● **TESTO RIPORTATO**:
————————

La deludente prestazione dei laterali viola induceva i responsabili della Nazionale, presenti al S. Gaudenzio, ad escluderli dalla rosa dei convocati per la disputa della partita internazionale coi magiari a Budapest. Una partita particolarmente attesa e per la cui preparazione si arrivava addirittura a sospendere per una domenica il campionato. Tale preparazione avveniva a Firenze, dove, per oltre una settimana, Marmo e Foni studiarono il modo migliore per erigere davanti a Puskas e Kocsis quelle barricate difensive che venivano messe in atto a Budapest. Barricate che resistevano 80 minuti. Poi l’uno due di Puskas e Toth mandava a carte quarantotto tutte le fantasiose (non si può dir meglio) speranze dei nostri tecnici. I quali, come logico, venivano poi messi sotto accusa da tutti i giornalisti presenti al Nepstadion e addirittura tartassati dai giudizi espressi dai giocatori magiari dopo la partita. «Lo stile degli azzurri non ha nulla a che vedere con il calcio», rispondeva seccato Puskas all’intervistatore; a lui faceva eco Kocsis con un lapidario «quello non è gioco del calcio» e l’allenatore Tiktos con queste parole: «Quello cui ho assistito non è certo il gioco italiano di quando l’Italia era campione del mondo (insieme a Sarosi era stato lui l’autore dei due gol magiari nella finale dei campionati del mondo a Parigi, vinta dall’Italia per 4 a 2). Non è una tattica degna di una squadra nazionale quella di evitare deliberatamente di attaccare per concentrare tutti, o quasi, i suoi uomini nella propria area di rigore».

————————

● **DATI**:
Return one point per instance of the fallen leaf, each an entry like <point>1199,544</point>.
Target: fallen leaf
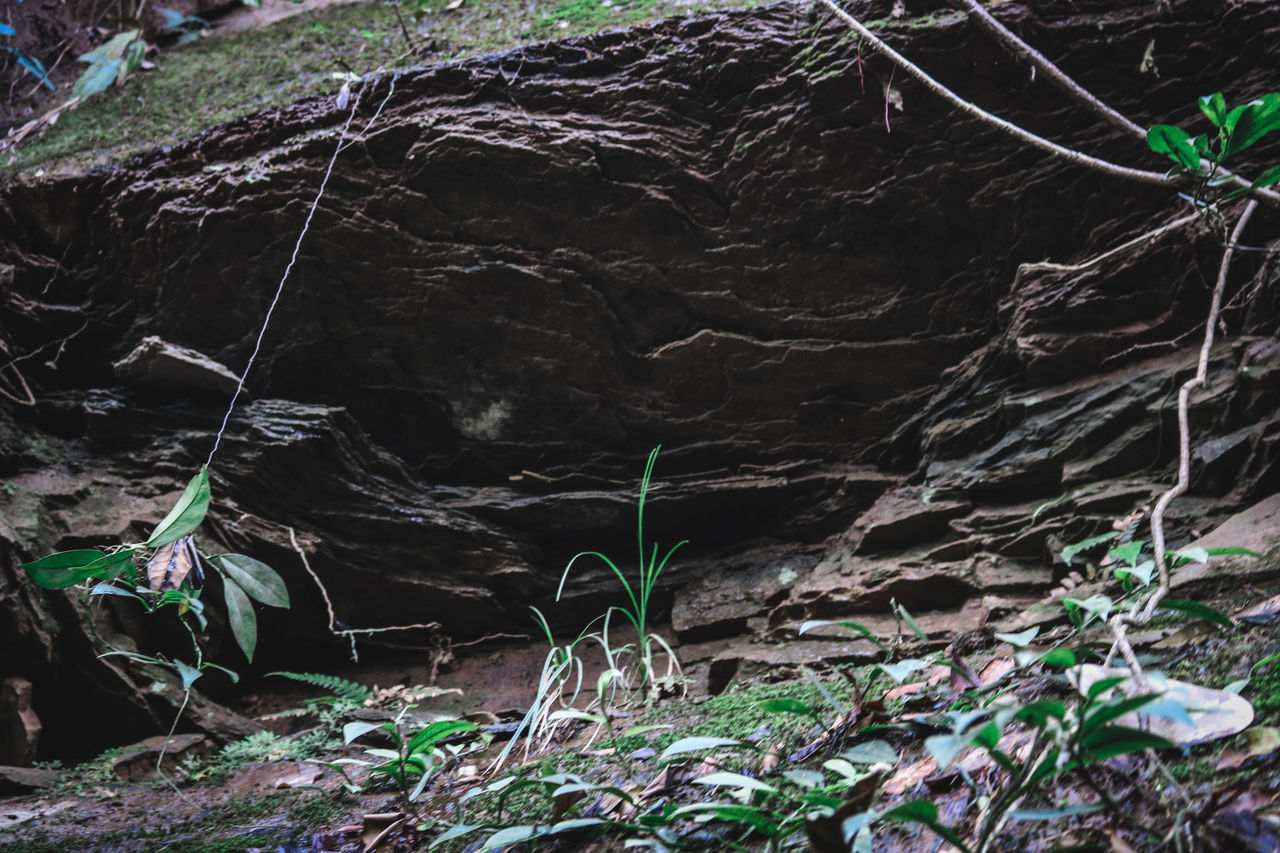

————————

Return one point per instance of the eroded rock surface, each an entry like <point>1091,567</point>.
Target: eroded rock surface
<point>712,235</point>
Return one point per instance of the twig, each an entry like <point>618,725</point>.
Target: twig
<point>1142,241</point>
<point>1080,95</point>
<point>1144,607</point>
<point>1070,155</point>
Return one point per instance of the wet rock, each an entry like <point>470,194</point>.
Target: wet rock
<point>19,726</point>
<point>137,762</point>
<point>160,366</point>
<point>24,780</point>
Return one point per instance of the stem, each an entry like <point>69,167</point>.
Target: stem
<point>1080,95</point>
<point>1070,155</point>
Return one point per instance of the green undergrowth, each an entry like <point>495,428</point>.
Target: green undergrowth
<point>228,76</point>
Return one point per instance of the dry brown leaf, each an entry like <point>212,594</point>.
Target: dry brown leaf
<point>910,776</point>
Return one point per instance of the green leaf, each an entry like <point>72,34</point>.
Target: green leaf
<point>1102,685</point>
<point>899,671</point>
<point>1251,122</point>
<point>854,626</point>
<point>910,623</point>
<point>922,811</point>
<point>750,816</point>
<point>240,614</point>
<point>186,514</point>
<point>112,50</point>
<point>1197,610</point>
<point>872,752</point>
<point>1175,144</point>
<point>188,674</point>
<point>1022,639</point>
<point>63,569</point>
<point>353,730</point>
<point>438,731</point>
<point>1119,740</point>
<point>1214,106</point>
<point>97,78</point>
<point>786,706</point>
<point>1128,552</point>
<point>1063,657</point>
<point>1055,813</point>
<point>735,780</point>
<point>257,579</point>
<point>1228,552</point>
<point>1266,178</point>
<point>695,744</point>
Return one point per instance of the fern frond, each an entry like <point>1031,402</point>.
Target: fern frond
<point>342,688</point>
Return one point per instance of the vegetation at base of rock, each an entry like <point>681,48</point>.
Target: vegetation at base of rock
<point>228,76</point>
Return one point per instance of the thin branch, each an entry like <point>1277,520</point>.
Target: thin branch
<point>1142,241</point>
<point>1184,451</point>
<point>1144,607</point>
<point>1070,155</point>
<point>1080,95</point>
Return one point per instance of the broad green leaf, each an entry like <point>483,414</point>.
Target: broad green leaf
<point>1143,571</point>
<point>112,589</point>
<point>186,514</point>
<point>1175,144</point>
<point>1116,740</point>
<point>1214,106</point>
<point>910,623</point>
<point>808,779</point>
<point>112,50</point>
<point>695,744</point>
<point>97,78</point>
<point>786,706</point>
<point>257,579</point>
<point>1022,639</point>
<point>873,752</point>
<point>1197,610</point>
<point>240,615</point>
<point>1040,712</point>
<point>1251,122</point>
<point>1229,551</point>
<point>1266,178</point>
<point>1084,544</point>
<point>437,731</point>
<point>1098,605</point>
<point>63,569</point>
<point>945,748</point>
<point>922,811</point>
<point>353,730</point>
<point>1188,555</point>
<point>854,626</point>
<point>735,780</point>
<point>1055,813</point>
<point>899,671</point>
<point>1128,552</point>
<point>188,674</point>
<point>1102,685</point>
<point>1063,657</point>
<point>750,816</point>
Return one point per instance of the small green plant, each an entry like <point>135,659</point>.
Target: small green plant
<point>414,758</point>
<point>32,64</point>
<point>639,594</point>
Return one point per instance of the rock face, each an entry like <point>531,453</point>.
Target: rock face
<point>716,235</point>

————————

● **CONSEGNA 1**:
Elenca, nell'ordine in cui compaiono, tutti i cognomi di persone citati nel testo sulla partita Italia-Ungheria a Budapest.
● **CONSEGNA 2**:
Prosegui il testo sulla partita Italia-Ungheria a Budapest a partire dal punto in cui si interrompe.
I dati non hanno alcun legame con il testo riportato.

● **RISULTATO 1**:
Marmo, Foni, Puskas, Kocsis, Toth, Tiktos, Sarosi

● **RISULTATO 2**:
Dei giornalisti italiani, quello che più di tutti centrava il bersaglio, era Vittorio Pozzo: «La politica del “vivere alla giornata” è stata quella del salvare il risultato dell’incontro a qualunque costo. Abbiamo perso però, bisogna dirlo, oltre al risultato anche il credito. L’ente che regge il movimento calcistico nel nostro paese ha deprecato a più riprese la pratica delle tattiche ostruzionistiche e demolitrici nel campionato. Alla prima gara internazionale però, e per di più in terra straniera, ne ha fatto la sua divisa ufficiale. Non è certo battendo questa via, che noi riusciremo a conferirci nuovamente una linea e a ridarci un tono».
La Fiorentina meglio della nazionale
A riconciliare gli sportivi col «vero» gioco del calcio ci pensava la Fiorentina battendo seccamente il Milan a San Siro, benché priva del suo gioiello Julinho.
«Gioco aperto, partita scintillante. Lo spettacolo di una squadra che gioca con un portiere, due terzini, tre mediani e cinque attaccanti è diventato ormai tanto inconsueto in Italia da far gridare al miracolo. La maggior parte degli allenatori e dei «grandi tecnici del gioco del calcio sono soliti imporci settimanalmente la visione di compagini che, rapportate alla figura umana, sono mostriciattoli con tre teste, con un braccio e una gamba. Siamo sicuri che se l’allenatore della Fiorentina fosse stato uno di quei tali signori che hanno rovinato la reputazione del nostro calcio a Budapest, la partita di San Siro sarebbe stata un obbrobrio. Mancando Julinho, e con Virgili in precarie condizioni fisiche, i «grandi» tecnici avrebbero prescritto senza esitazione il catenaccio, puntando tutto sulla partita pari… e con ogni probabilità avrebbero perso la partita. Una vigorosa stretta di mano, in un mondo di Frossi e di Foni, per Fulvio Bernardini è più che doverosa».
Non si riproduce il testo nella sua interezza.